▶ PROVIDED RECORDS
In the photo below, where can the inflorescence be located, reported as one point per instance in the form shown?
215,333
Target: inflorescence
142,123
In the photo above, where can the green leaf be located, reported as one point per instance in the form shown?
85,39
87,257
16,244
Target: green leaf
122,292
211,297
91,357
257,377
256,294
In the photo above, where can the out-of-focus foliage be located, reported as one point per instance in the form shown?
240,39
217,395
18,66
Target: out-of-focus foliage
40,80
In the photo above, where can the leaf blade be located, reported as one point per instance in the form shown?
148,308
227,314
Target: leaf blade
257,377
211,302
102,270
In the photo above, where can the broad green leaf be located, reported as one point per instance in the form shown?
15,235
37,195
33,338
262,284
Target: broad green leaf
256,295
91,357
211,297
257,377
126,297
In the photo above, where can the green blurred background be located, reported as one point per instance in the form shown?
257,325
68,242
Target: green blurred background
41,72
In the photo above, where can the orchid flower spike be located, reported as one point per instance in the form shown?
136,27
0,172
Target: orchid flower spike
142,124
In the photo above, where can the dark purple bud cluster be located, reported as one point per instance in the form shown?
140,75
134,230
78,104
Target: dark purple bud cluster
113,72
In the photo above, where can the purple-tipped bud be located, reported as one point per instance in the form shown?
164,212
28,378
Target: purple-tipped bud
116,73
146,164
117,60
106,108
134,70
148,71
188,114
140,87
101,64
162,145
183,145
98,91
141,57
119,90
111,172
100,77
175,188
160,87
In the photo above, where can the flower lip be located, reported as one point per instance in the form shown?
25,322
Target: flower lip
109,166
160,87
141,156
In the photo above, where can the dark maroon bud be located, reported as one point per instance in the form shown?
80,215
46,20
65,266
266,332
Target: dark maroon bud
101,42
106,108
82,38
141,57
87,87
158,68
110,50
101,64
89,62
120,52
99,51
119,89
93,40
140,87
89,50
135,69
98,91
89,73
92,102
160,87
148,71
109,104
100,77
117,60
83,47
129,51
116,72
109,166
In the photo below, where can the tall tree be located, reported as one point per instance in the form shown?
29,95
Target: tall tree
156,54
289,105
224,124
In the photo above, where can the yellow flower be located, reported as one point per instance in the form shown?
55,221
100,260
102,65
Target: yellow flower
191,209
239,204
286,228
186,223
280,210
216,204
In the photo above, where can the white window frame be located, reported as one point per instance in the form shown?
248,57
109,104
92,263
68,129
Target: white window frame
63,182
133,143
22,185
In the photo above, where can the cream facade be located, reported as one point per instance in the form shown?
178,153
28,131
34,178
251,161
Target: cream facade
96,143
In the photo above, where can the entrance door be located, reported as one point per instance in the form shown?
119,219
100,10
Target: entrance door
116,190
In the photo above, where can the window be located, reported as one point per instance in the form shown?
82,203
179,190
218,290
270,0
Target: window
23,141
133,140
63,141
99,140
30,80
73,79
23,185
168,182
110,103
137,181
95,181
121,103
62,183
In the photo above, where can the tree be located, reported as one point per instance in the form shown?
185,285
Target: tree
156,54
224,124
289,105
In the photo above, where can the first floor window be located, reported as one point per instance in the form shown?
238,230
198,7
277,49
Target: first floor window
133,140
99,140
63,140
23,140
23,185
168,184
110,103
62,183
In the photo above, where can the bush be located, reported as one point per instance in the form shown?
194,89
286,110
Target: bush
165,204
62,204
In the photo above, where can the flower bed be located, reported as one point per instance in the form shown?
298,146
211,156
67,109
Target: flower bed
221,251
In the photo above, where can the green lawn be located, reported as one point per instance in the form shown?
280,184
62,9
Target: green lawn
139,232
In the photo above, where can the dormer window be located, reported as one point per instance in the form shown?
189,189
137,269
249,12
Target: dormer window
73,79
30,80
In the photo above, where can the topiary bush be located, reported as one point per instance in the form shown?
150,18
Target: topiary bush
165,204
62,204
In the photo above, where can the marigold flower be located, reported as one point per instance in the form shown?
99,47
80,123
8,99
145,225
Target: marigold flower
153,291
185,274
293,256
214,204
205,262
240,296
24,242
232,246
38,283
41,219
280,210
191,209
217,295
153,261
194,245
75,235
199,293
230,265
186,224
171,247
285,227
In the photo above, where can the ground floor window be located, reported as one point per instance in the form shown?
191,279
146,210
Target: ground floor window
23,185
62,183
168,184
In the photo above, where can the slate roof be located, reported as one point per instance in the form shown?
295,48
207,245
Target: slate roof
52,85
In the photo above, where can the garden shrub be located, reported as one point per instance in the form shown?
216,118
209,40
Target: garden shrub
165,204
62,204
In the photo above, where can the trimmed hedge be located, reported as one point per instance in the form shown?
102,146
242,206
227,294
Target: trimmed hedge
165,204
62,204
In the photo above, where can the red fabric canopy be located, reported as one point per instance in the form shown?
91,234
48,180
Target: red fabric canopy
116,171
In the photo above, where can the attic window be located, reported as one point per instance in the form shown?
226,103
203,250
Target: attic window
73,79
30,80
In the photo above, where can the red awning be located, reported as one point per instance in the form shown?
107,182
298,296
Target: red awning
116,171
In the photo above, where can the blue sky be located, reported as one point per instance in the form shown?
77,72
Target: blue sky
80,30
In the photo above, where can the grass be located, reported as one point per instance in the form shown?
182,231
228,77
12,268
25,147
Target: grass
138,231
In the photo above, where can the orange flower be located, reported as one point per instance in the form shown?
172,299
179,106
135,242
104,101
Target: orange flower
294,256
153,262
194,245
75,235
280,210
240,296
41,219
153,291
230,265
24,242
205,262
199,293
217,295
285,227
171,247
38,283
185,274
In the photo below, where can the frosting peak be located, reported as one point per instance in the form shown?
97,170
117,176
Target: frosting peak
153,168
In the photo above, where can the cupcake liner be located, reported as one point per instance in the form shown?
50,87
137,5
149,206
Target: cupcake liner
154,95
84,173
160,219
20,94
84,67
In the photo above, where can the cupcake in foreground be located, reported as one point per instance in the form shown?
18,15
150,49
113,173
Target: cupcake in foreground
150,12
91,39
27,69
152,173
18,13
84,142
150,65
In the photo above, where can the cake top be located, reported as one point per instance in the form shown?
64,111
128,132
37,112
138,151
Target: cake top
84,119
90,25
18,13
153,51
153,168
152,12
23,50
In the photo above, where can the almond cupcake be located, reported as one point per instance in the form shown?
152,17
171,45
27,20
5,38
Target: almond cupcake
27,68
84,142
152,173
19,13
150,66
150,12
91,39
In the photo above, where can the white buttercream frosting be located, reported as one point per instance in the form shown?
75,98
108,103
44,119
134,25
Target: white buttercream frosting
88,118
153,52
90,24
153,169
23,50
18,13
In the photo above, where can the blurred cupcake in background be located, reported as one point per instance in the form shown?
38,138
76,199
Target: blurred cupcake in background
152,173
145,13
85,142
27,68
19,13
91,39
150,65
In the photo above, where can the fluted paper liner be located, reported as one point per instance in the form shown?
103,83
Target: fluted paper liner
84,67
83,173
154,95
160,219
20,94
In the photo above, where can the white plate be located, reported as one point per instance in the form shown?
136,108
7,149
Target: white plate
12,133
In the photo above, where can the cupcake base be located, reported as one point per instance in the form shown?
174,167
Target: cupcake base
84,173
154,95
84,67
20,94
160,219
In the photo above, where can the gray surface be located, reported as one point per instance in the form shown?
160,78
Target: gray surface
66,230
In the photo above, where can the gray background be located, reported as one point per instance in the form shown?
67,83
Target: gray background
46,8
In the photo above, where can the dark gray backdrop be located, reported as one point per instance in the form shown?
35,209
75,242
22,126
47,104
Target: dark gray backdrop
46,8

▶ WHAT IS REQUIRED
Starting at the line that contains "In the photo above, where can the blurred" and continuing through the last of the entries, rewrite those lines with every "white plate" changed to "ceramic plate", leaving everything else as it is.

▶ SOLUTION TO THIS PROBLEM
In the photo above, where can the blurred cupcake in background be located, reported as one point per instance in the form shown?
38,138
76,199
Target: blurred cupcake in background
152,173
145,13
85,142
27,68
19,13
91,39
150,65
In the photo above, where can the fluted paper liner be located, reported as one point per instance in the form shown?
103,83
Target: fluted paper liner
84,67
83,173
154,95
160,219
20,94
In the photo above, where can the ceramic plate be located, reported as one point per instance in the form shown?
136,108
7,149
Target: ceramic plate
12,133
In the photo above, where can the cupcake base be located, reported as one point per instance in the form shown?
174,167
Target: cupcake base
84,173
154,95
84,67
20,94
160,219
In the photo above, where can the gray surface be located, reported as one point per instance in the form shown?
160,78
Target: gray surface
66,230
In the photo above, where can the gray background be located, reported as one point per instance in the form shown?
67,83
Target: gray background
46,8
In the photo above, where can the dark gray backdrop be located, reported as one point per instance in the form shown?
35,209
75,242
22,126
47,104
Target: dark gray backdrop
46,8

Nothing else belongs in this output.